Material supplied

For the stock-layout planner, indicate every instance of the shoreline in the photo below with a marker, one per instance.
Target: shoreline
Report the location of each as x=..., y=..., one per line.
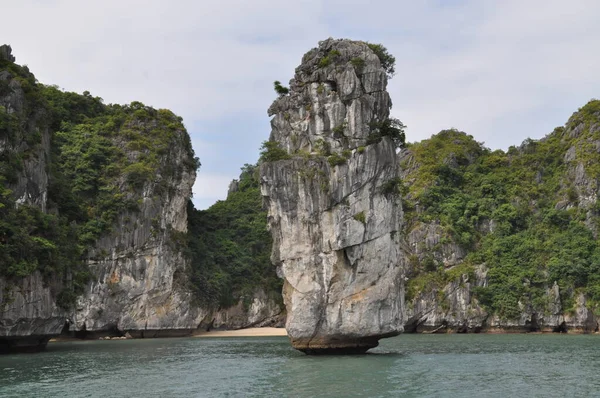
x=274, y=332
x=249, y=332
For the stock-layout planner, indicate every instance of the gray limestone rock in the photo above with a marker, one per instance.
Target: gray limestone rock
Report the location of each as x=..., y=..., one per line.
x=335, y=224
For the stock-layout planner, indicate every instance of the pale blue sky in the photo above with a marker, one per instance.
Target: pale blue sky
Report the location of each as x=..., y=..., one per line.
x=499, y=70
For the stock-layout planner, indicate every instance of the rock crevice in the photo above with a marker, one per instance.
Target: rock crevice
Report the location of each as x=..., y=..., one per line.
x=334, y=228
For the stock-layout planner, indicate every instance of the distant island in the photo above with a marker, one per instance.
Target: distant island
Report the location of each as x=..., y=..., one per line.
x=372, y=235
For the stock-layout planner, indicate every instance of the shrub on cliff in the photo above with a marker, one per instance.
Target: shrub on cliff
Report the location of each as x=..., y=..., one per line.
x=230, y=246
x=270, y=151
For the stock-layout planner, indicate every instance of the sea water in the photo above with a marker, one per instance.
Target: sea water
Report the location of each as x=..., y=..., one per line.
x=405, y=366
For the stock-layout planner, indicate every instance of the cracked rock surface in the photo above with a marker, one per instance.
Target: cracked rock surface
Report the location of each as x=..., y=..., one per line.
x=335, y=223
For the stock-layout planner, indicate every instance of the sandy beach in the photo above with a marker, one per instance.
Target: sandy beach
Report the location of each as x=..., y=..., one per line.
x=250, y=332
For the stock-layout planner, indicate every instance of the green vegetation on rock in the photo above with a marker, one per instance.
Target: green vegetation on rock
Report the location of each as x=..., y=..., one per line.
x=99, y=157
x=230, y=246
x=519, y=213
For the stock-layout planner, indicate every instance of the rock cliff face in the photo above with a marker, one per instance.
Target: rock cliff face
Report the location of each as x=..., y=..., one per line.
x=138, y=268
x=333, y=210
x=28, y=310
x=137, y=282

Prompt
Rewrite the records above as a Markdown table with the columns Row and Line, numbering each line in order and skipping blank lines. Leave the pictures out of the table.

Exercise response
| Row | Line |
|---|---|
| 1 | For the stock-layout planner, indicate every instance of the shoreline in the photo below with a marker, one per instance. |
| 2 | Target: shoreline |
| 3 | Report the location of each as x=..., y=..., one per line. |
| 4 | x=274, y=332 |
| 5 | x=249, y=332 |
| 6 | For the stock-layout planner, indicate every instance of the gray limestone rock in the photo above with a marker, one per instance. |
| 7 | Target: gray limestone rock |
| 8 | Report the location of each as x=..., y=..., one per line. |
| 9 | x=335, y=224 |
| 10 | For the stock-layout planner, indicate every instance of the pale blue sky in the photo above with a marker, one per instance. |
| 11 | Target: pale blue sky |
| 12 | Report the location of each as x=..., y=..., one per line. |
| 13 | x=499, y=70 |
| 14 | For the stock-layout planner, indicate every instance of the rock crevice in the photo above with a marker, one per instance. |
| 15 | Target: rock crevice |
| 16 | Report the location of each as x=..., y=..., one per line. |
| 17 | x=334, y=228 |
| 18 | For the stock-layout planner, indicate every instance of the distant island in the photo above with a marker, one per instance. |
| 19 | Target: distant island |
| 20 | Report the location of each as x=..., y=..., one per line. |
| 21 | x=372, y=235 |
| 22 | For the stock-layout planner, indicate every instance of the shrub on cliff in the photo above with a marker, one per instance. |
| 23 | Target: shrub on cliff |
| 24 | Report the location of each as x=..., y=..., one per line. |
| 25 | x=230, y=246 |
| 26 | x=270, y=151 |
| 27 | For the stock-layout planner, indicate every instance of the sea water in the photo above with a marker, one per instance. |
| 28 | Target: sea water |
| 29 | Report the location of each as x=..., y=..., one per line. |
| 30 | x=405, y=366 |
| 31 | For the stock-layout planner, indicate every instance of the cracked rock surface in the photo above with a marker, one per instance. |
| 32 | Target: cracked rock surface |
| 33 | Report the location of each as x=..., y=..., one per line. |
| 34 | x=335, y=223 |
| 35 | For the stock-layout planner, indicate every instance of the sandy beach in the photo above with a marker, one per instance. |
| 36 | Target: sandy beach |
| 37 | Report the location of each as x=..., y=..., one per line. |
| 38 | x=250, y=332 |
| 39 | For the stock-layout planner, indicate every instance of the green vegetation on rock in the photo above with a marker, one per instance. |
| 40 | Target: green vegetation on rock |
| 41 | Report the location of each as x=..., y=..., one per line. |
| 42 | x=99, y=157 |
| 43 | x=230, y=246 |
| 44 | x=519, y=213 |
| 45 | For the stock-layout planner, indicate every instance of the rock cliff face in the photo above with a marker, one per instance. |
| 46 | Target: rock cliff face |
| 47 | Report the location of each as x=..., y=..., one per line. |
| 48 | x=138, y=268 |
| 49 | x=333, y=210 |
| 50 | x=28, y=310 |
| 51 | x=137, y=282 |